:: Texte du document
Des rives de la Méditerranée à l'Orient, de la Turquie aux sources du Gange, en suivant d'anciennes routes commerciales, parcourues par les caravanes depuis plusieurs millénaires, c'est, autant que possible, à pied que Matthieu et Françoise dérouleront un long chemin. En 2016, le premier mouvement de cette aventure les a conduits d'Istanbul à Téhéran en traversant l'Anatolie, les rivages de la Mer Noire, la Géorgie et l'Arménie. Fin août 2017, repartant de Téhéran, ils gagnent la Mer Caspienne ; puis après un transit rapide du Turkménistan, ils rejoignent l'Ouzbekistan, Boukhara, Samarkand, traversent la Ferghana puis atteignent fin novembre 2017 Bishkek, la capitale kirghize. Début septembre 2018, ils quitteront Och au Kirghizstan pour Irkeshtam d'où ils pénétreront en Chine ; puis après la traversée de la Kunjerab Pass, ils enteront au Pakistan, puis atteindront l'Inde et continueront vers Haridwar, but de leur périple.
::::
== Objectif ==
Écrivez la suite du texte sur le voyage à pied de Matthieu et Françoise jusqu'à Haridwar, en partant de sa dernière phrase.
:: Données enregistrées
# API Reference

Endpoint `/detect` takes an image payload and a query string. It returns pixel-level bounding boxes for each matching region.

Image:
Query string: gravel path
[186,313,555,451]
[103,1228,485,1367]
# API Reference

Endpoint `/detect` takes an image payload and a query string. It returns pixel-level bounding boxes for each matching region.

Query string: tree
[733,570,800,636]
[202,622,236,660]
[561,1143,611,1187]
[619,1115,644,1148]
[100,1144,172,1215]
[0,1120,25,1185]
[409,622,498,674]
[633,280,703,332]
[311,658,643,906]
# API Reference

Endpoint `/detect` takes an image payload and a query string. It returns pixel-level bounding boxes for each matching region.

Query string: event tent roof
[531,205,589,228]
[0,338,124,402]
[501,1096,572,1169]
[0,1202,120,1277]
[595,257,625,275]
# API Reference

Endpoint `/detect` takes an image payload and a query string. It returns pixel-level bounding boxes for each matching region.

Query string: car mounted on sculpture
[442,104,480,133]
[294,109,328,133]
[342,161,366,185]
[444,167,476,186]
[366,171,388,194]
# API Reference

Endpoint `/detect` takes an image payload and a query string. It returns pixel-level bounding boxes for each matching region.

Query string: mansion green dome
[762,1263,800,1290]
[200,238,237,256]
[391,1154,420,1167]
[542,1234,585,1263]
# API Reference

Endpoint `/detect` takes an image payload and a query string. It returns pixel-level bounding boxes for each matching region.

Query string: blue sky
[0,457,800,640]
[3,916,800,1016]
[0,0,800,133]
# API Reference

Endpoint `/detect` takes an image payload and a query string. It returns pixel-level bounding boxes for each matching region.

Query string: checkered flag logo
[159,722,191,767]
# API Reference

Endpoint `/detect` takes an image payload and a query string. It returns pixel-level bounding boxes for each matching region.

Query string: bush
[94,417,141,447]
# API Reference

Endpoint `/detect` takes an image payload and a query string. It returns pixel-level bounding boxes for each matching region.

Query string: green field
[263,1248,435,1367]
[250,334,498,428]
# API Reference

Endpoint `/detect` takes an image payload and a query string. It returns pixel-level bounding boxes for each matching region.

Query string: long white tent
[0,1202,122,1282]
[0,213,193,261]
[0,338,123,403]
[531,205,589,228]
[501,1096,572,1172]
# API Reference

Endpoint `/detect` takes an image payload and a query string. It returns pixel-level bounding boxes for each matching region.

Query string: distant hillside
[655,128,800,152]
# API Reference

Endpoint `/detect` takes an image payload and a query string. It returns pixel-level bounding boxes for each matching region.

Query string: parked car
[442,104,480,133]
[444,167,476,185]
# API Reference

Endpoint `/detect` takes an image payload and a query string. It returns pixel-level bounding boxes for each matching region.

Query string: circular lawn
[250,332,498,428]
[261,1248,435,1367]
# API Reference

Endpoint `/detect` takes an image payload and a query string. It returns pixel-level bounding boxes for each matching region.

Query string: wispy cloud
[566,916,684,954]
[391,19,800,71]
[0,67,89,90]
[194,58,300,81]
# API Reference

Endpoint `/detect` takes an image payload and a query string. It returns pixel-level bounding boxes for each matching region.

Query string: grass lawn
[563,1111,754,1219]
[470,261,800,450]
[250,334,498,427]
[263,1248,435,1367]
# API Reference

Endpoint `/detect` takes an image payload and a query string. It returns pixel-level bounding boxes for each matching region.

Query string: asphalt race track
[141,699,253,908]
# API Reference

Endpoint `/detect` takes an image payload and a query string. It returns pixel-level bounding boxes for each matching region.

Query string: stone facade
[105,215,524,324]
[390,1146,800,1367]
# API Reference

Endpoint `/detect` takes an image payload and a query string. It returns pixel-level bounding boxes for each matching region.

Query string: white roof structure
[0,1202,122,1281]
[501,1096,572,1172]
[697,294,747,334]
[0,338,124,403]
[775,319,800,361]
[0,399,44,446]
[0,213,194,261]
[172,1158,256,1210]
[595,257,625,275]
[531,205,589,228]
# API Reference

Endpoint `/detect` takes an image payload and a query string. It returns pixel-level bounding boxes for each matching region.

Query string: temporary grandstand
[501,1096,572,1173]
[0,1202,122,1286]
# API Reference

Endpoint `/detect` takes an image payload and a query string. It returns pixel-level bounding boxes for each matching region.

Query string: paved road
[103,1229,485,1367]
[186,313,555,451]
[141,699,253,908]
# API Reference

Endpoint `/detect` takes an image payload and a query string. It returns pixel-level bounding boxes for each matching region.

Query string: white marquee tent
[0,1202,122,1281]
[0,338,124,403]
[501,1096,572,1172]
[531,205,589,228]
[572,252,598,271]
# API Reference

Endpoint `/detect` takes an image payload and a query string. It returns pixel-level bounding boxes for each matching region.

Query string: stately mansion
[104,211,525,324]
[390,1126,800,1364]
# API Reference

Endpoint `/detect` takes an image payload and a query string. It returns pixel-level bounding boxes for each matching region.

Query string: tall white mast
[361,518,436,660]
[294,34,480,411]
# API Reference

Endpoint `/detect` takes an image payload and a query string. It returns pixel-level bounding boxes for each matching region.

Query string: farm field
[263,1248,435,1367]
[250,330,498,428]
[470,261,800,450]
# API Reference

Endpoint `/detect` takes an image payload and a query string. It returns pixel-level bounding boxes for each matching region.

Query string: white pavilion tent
::::
== Résultat final ==
dimanche 24 juillet 2016

Une "invitation" au commissariat de Körfes

Hier matin, Istanbul s'éloigne ; nous sommes sur le ferry qui nous amène en Asie. Par un jeu de bateaux divers et de petits bus, nous réduisons la traversée fastidieuse de cette megalopole de 20 millions d'habitants.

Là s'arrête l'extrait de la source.